- **Problem to work on**
Reproduce each of the rows below word for word, omitting the pictures.

- **Task inputs**
= = = = = = =

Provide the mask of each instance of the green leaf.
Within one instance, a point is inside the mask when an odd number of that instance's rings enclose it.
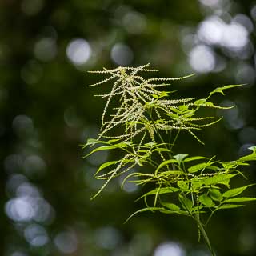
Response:
[[[178,164],[180,164],[186,156],[188,156],[187,154],[178,154],[176,155],[174,155],[174,158],[175,158],[178,161]]]
[[[170,163],[178,163],[178,161],[176,159],[170,159],[170,160],[166,160],[163,162],[162,162],[157,168],[157,170],[155,170],[155,174],[157,174],[158,172],[158,170],[165,166],[168,166]]]
[[[198,157],[190,157],[190,158],[185,158],[183,160],[183,162],[190,162],[190,161],[194,161],[194,160],[201,160],[201,159],[205,159],[206,158],[205,157],[200,157],[200,156],[198,156]]]
[[[103,164],[102,164],[102,165],[100,166],[100,167],[98,169],[98,170],[96,171],[96,173],[95,173],[94,175],[97,175],[102,170],[106,168],[107,166],[114,165],[114,164],[116,164],[117,162],[121,162],[121,161],[122,161],[122,160],[116,160],[116,161],[110,161],[110,162],[104,162]]]
[[[253,150],[253,153],[256,153],[256,146],[248,147],[248,150]]]
[[[154,150],[152,150],[152,152],[171,152],[170,150],[168,150],[166,148],[164,147],[159,147],[159,148],[156,148]]]
[[[198,190],[198,188],[200,188],[203,185],[204,185],[204,183],[201,180],[195,179],[195,180],[192,181],[192,188],[193,188],[193,190]]]
[[[209,162],[202,162],[190,167],[187,170],[190,173],[195,173],[200,170],[205,169],[208,166],[210,166]]]
[[[174,210],[174,211],[178,211],[180,210],[180,207],[174,203],[161,202],[161,204],[163,206],[165,206],[170,210]]]
[[[147,197],[149,195],[154,195],[154,194],[169,194],[169,193],[175,193],[180,191],[180,189],[177,187],[169,186],[169,187],[163,187],[159,190],[159,188],[156,188],[152,190],[150,192],[146,193],[145,194],[142,195],[138,198],[136,201],[140,200],[142,198]]]
[[[218,207],[218,209],[231,209],[231,208],[238,208],[238,207],[242,207],[242,206],[244,206],[244,205],[225,204]]]
[[[225,200],[225,202],[249,202],[249,201],[255,201],[255,198],[228,198]]]
[[[217,189],[209,189],[209,194],[213,200],[220,202],[223,198],[222,193]]]
[[[250,154],[246,155],[239,158],[241,161],[255,161],[256,160],[256,154],[254,152]]]
[[[178,106],[179,110],[182,112],[187,110],[188,108],[189,108],[189,106],[187,105],[180,105]]]
[[[206,194],[203,194],[199,196],[199,202],[207,207],[214,206],[213,200],[210,197],[208,197]]]
[[[99,147],[97,147],[96,149],[94,149],[94,150],[92,150],[91,152],[90,152],[89,154],[87,154],[85,157],[88,157],[89,155],[98,152],[98,151],[102,151],[102,150],[114,150],[116,149],[117,147],[113,145],[110,145],[110,146],[102,146]]]
[[[178,181],[177,185],[182,190],[187,190],[189,189],[189,185],[184,181]]]
[[[181,202],[181,203],[182,204],[182,207],[188,210],[188,211],[190,211],[193,208],[193,202],[190,199],[186,198],[186,197],[183,197],[182,194],[179,194],[178,195],[178,198],[179,198],[179,201]]]
[[[222,86],[222,87],[217,87],[212,92],[210,92],[210,94],[212,95],[214,94],[219,93],[219,94],[222,94],[222,95],[225,95],[224,93],[223,93],[223,90],[238,87],[238,86],[243,86],[243,85],[242,84],[241,84],[241,85],[230,85],[230,86]]]
[[[230,179],[238,174],[215,174],[214,176],[207,178],[204,179],[204,183],[206,186],[215,185],[215,184],[228,184]]]
[[[247,189],[249,186],[251,186],[253,184],[244,186],[241,186],[241,187],[237,187],[235,189],[232,189],[232,190],[230,190],[228,191],[226,191],[223,194],[223,197],[224,198],[235,197],[235,196],[240,194],[241,193],[242,193],[246,189]]]
[[[200,99],[196,100],[194,103],[195,105],[201,105],[201,104],[205,104],[206,101],[206,98],[200,98]]]
[[[135,211],[134,214],[132,214],[126,221],[125,223],[126,223],[127,222],[129,222],[129,220],[130,220],[134,215],[139,214],[139,213],[142,213],[145,211],[152,211],[154,212],[154,210],[165,210],[165,208],[163,207],[147,207],[147,208],[143,208],[141,210],[138,210],[137,211]]]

= = = = = = =

- **Solution for this exercise**
Provide the mask of each instance of the green leaf.
Within one instance, a point is inside the mask when an odd number of that instance's rings enclose it.
Response:
[[[178,164],[180,164],[186,156],[188,156],[187,154],[178,154],[176,155],[174,155],[174,158],[175,158],[178,161]]]
[[[170,163],[178,163],[178,161],[176,159],[170,159],[170,160],[166,160],[163,162],[162,162],[157,168],[157,170],[155,170],[155,174],[157,174],[158,172],[158,170],[165,166],[168,166]]]
[[[198,157],[190,157],[190,158],[185,158],[183,160],[183,162],[190,162],[190,161],[194,161],[194,160],[201,160],[201,159],[205,159],[206,158],[205,157],[200,157],[200,156],[198,156]]]
[[[103,164],[102,164],[102,165],[100,166],[100,167],[98,169],[98,170],[96,171],[96,173],[95,173],[94,175],[97,175],[102,170],[106,168],[107,166],[114,165],[114,164],[116,164],[117,162],[121,162],[121,161],[122,161],[122,160],[116,160],[116,161],[110,161],[110,162],[104,162]]]
[[[253,150],[253,153],[256,153],[256,146],[248,147],[248,150]]]
[[[154,150],[152,150],[152,152],[171,152],[170,150],[168,150],[166,148],[164,147],[159,147],[159,148],[156,148]]]
[[[198,190],[198,188],[200,188],[203,185],[204,185],[204,183],[201,180],[195,179],[195,180],[192,181],[192,188],[193,188],[193,190]]]
[[[209,162],[202,162],[190,167],[187,170],[190,173],[195,173],[200,170],[205,169],[208,166],[210,166]]]
[[[174,210],[174,211],[178,211],[180,210],[180,207],[174,203],[161,202],[161,204],[163,206],[165,206],[170,210]]]
[[[147,197],[149,195],[154,195],[154,194],[169,194],[169,193],[175,193],[180,191],[180,189],[177,187],[169,186],[169,187],[163,187],[159,190],[159,188],[156,188],[152,190],[150,192],[146,193],[145,194],[142,195],[138,198],[136,201],[140,200],[142,198]]]
[[[218,207],[218,209],[231,209],[231,208],[238,208],[238,207],[242,207],[242,206],[244,206],[244,205],[225,204]]]
[[[225,200],[225,202],[249,202],[249,201],[255,201],[255,198],[228,198]]]
[[[217,189],[209,189],[209,194],[213,200],[220,202],[223,198],[222,193]]]
[[[250,154],[246,155],[239,158],[241,161],[255,161],[256,160],[256,154],[254,152]]]
[[[178,106],[179,110],[182,112],[187,110],[188,108],[189,108],[189,106],[187,105],[180,105]]]
[[[206,194],[203,194],[199,196],[199,202],[207,207],[214,206],[213,200],[210,197],[208,197]]]
[[[99,147],[97,147],[96,149],[94,149],[94,150],[92,150],[91,152],[90,152],[89,154],[87,154],[85,157],[88,157],[89,155],[98,152],[98,151],[102,151],[102,150],[114,150],[116,149],[117,147],[113,145],[110,145],[110,146],[102,146]]]
[[[178,181],[177,185],[182,190],[187,190],[189,189],[189,185],[184,181]]]
[[[181,202],[181,203],[182,204],[182,207],[188,210],[188,211],[190,211],[193,208],[193,202],[190,199],[186,198],[186,197],[183,197],[182,194],[179,194],[178,195],[178,198],[179,198],[179,201]]]
[[[222,86],[222,87],[217,87],[212,92],[210,92],[210,94],[212,95],[214,94],[219,93],[219,94],[222,94],[222,95],[225,95],[224,93],[223,93],[223,90],[238,87],[238,86],[243,86],[243,85],[242,84],[241,84],[241,85],[230,85],[230,86]]]
[[[230,179],[238,174],[215,174],[214,176],[207,178],[204,179],[204,183],[206,186],[215,185],[215,184],[228,184]]]
[[[247,189],[249,186],[251,186],[253,184],[244,186],[241,186],[241,187],[237,187],[235,189],[232,189],[232,190],[230,190],[228,191],[226,191],[223,194],[223,197],[224,198],[235,197],[235,196],[240,194],[241,193],[242,193],[246,189]]]
[[[200,99],[196,100],[194,103],[195,105],[201,105],[201,104],[205,104],[206,101],[206,98],[200,98]]]
[[[135,211],[134,214],[132,214],[126,221],[125,223],[126,223],[127,222],[129,222],[129,220],[130,220],[134,215],[139,214],[139,213],[142,213],[145,211],[152,211],[154,212],[154,210],[165,210],[165,208],[163,207],[147,207],[147,208],[143,208],[141,210],[138,210],[137,211]]]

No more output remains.